▶ [DIRECTION 1]
Return each line of the records that contains the word "tree".

▶ [SELECTION]
— BEGIN —
In keeping with the same principles that apply in the hierarchy, the output
effects of the reorganizing system do not have to employ outputs that are
the same as its inputs. We control sensed force not by acting on the tendon
receptors, but by sending signals to the muscles. We control the appearance
of objects in the world not by somehow creating a direct effect on the
objects, but by setting reference signals for control systems that vary the
angles at the joints in arms, wrist, and fingers. We cause one controlled
variable to change as a means of controlling a different one that is
dependent on, but physically different from, the one we use as output.
This is my principle of reorganization. If the pH of the blood stream is
too high, the reorganizing system does not react to the drop in pH by
increasing pH directly; it doesn't know how. It does so by altering systems
that control for sensory variables. Eventually it will alter control of
just those sensory variables that indicate states of the environment that
bear on the state of blood pH. The organism as a whole learns not to hold
its breath too long, or to avoid doing things, like diving too deep and too
long under water, that have an adverse effect on blood pH. The reorganizing
system itself knows no more about HOW various behaviors affect blood pH
than it understands the physics of the environment that make one object's
behavior depend on another object's behavior. It doesn't care about those
external processes. All it cares about is blood pH. It will accept any
behavioral organization, however bizarre, that proves to bring the pH back
to its proper reference level. By "accept" I mean simply that it will stop
reorganizing the behaving systems.
An example. If you were building a photoelectrically recharged battery-
powered robot to roam around free indefinitely, one of the internal aspects
its reorganizing system would have to sense would be the state of the
battery voltage. Another might be internal temperature of its circuit
boards. It would not have an intrinsic reference level for being in
sunlight or even for avoiding places where sunlight is unavailable. To know
about such things, the reorganizing system would have to have exteroceptors
and complex enough perceptions to be able to know where it is in the
environment, and what sorts of places would tend to be shadowed. You'd end
up putting most of the behavioral hierarchy and its intelligence into the
reorganizing system.
By sensing only battery voltage and circuit board temperature, the
reorganizing system could institute random changes in the behavioral
hierarchy (on the circuit board) whenever the sensed states of these
variables departed from their reference states in either direction. This
reorganization would cease only when the behaving system had learned to
seek a perceptual state of affairs that, as a side-effect, provides enough
sunlight to keep the battery optimally charged but not so much as to make
the circuit board overheat.
— END —
▶ [MATERIAL SHOWN]
— BEGIN —
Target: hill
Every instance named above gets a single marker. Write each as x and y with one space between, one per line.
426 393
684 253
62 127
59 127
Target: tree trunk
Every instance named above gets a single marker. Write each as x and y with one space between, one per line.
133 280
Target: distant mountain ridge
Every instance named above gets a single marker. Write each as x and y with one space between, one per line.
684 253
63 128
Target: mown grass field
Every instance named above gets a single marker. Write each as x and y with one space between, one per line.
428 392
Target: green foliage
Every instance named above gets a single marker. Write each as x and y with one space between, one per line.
— END —
— BEGIN —
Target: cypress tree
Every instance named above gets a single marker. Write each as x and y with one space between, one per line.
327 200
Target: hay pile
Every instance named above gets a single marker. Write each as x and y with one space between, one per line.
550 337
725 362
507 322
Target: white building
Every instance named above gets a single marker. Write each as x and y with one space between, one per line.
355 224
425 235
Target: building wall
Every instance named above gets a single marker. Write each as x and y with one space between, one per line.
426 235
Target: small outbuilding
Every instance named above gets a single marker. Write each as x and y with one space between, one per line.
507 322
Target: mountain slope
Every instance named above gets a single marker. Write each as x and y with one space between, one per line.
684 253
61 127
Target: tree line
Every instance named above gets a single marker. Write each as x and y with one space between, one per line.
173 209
— END —
▶ [DIRECTION 2]
Please reproduce, word for word, everything in the passage on the reorganizing system from "By sensing only" down to "circuit board overheat.".

▶ [TASK RESULT 1]
Target: tree trunk
Target: cypress tree
Target: tree line

▶ [TASK RESULT 2]
By sensing only battery voltage and circuit board temperature, the
reorganizing system could institute random changes in the behavioral
hierarchy (on the circuit board) whenever the sensed states of these
variables departed from their reference states in either direction. This
reorganization would cease only when the behaving system had learned to
seek a perceptual state of affairs that, as a side-effect, provides enough
sunlight to keep the battery optimally charged but not so much as to make
the circuit board overheat.